--- start of DATA FOR THIS EXERCISE ---
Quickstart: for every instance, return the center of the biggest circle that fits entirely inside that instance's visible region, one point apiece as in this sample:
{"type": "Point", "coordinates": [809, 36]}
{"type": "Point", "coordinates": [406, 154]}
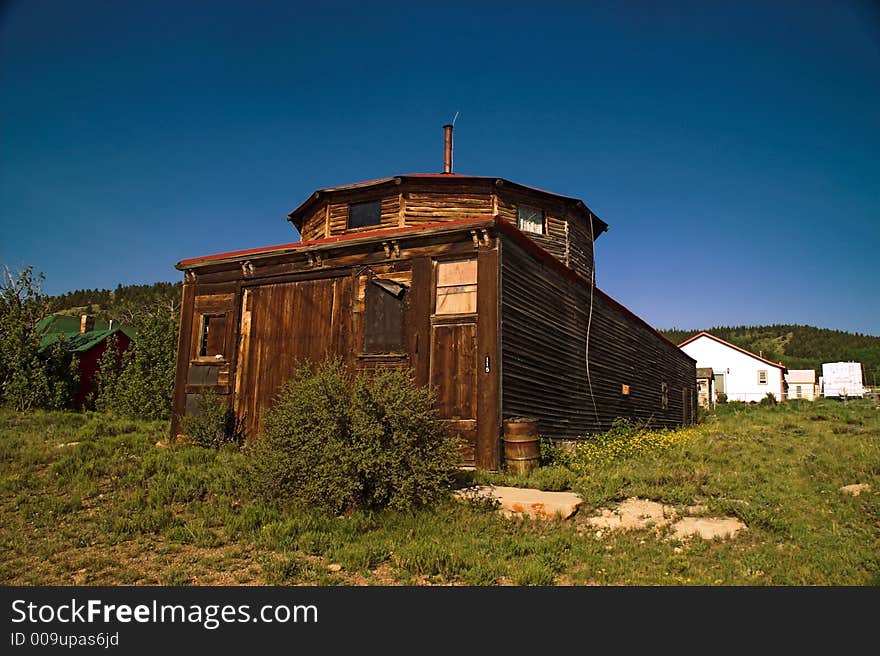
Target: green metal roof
{"type": "Point", "coordinates": [60, 326]}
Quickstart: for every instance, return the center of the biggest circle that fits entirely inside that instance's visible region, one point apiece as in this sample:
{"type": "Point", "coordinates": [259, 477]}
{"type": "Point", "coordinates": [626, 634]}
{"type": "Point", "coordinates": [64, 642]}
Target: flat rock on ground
{"type": "Point", "coordinates": [635, 513]}
{"type": "Point", "coordinates": [525, 501]}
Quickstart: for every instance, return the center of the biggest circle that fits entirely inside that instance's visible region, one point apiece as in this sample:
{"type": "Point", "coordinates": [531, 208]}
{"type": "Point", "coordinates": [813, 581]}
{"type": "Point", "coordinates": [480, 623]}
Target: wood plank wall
{"type": "Point", "coordinates": [428, 207]}
{"type": "Point", "coordinates": [544, 320]}
{"type": "Point", "coordinates": [567, 238]}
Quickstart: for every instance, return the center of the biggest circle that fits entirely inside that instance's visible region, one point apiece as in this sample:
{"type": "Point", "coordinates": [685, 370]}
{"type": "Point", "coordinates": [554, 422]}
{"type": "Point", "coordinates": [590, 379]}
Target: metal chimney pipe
{"type": "Point", "coordinates": [447, 148]}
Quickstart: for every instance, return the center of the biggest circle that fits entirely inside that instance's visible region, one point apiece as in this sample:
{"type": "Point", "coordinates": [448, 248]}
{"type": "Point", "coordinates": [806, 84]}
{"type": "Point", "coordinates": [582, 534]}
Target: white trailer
{"type": "Point", "coordinates": [842, 380]}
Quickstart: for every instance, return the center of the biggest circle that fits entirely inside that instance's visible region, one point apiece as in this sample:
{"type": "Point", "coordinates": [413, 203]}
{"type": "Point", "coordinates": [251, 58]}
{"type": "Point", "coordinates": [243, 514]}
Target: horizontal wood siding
{"type": "Point", "coordinates": [565, 230]}
{"type": "Point", "coordinates": [315, 224]}
{"type": "Point", "coordinates": [426, 207]}
{"type": "Point", "coordinates": [580, 246]}
{"type": "Point", "coordinates": [544, 319]}
{"type": "Point", "coordinates": [389, 212]}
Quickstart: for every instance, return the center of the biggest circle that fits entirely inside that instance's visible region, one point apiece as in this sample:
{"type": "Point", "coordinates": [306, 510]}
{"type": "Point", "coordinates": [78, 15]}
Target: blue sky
{"type": "Point", "coordinates": [733, 148]}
--- end of DATA FOR THIS EXERCISE ---
- AIM OF THE TASK
Quote the data above in full, leaving out the pictures it holds.

- EXERCISE OUTPUT
Quickstart: for every instance, return the center of the biggest circle that fits entirely inside that instance's visible region, one point apiece as in this sample:
{"type": "Point", "coordinates": [809, 36]}
{"type": "Point", "coordinates": [406, 154]}
Target: green metal roof
{"type": "Point", "coordinates": [60, 326]}
Quickstart: for every instance, return the center of the biggest circle that fits entirely inside that instance's visible region, one point apiece as in this sample:
{"type": "Point", "coordinates": [259, 477]}
{"type": "Point", "coordinates": [626, 634]}
{"type": "Point", "coordinates": [64, 642]}
Target: flat rock on ground
{"type": "Point", "coordinates": [635, 513]}
{"type": "Point", "coordinates": [525, 501]}
Quickstart: for every instance, return the center of the biggest circle that fits entirely inside that instance's visible region, one point apiece as in this sample:
{"type": "Point", "coordinates": [531, 208]}
{"type": "Point", "coordinates": [813, 581]}
{"type": "Point", "coordinates": [480, 623]}
Target: wood plank wall
{"type": "Point", "coordinates": [428, 207]}
{"type": "Point", "coordinates": [544, 320]}
{"type": "Point", "coordinates": [567, 238]}
Quickstart: for every instance, return the center of the biggest circle that fits entirely inside that instance's visible region, one point apiece as in this sample:
{"type": "Point", "coordinates": [685, 370]}
{"type": "Point", "coordinates": [554, 422]}
{"type": "Point", "coordinates": [590, 379]}
Target: metal chimney pipe
{"type": "Point", "coordinates": [447, 148]}
Quickstart: for every instance, return the center of the biggest circle that fits entirely inside that instance's visible region, one point apiece as in this sample:
{"type": "Point", "coordinates": [448, 248]}
{"type": "Point", "coordinates": [806, 84]}
{"type": "Point", "coordinates": [582, 534]}
Target: white trailer
{"type": "Point", "coordinates": [842, 380]}
Quickstart: for every instance, return the center of the biggest circle that fits entirely inside that instance's visible region, one point apiece as in this sample:
{"type": "Point", "coordinates": [413, 203]}
{"type": "Point", "coordinates": [251, 58]}
{"type": "Point", "coordinates": [243, 514]}
Target: horizontal wood siding
{"type": "Point", "coordinates": [565, 230]}
{"type": "Point", "coordinates": [315, 224]}
{"type": "Point", "coordinates": [426, 207]}
{"type": "Point", "coordinates": [580, 246]}
{"type": "Point", "coordinates": [544, 319]}
{"type": "Point", "coordinates": [389, 212]}
Quickstart: for every instance, return the center of the biggest circle that fits entirely inside that instance's visible region, one point apiece as in this sample:
{"type": "Point", "coordinates": [306, 510]}
{"type": "Point", "coordinates": [78, 15]}
Target: blue sky
{"type": "Point", "coordinates": [733, 148]}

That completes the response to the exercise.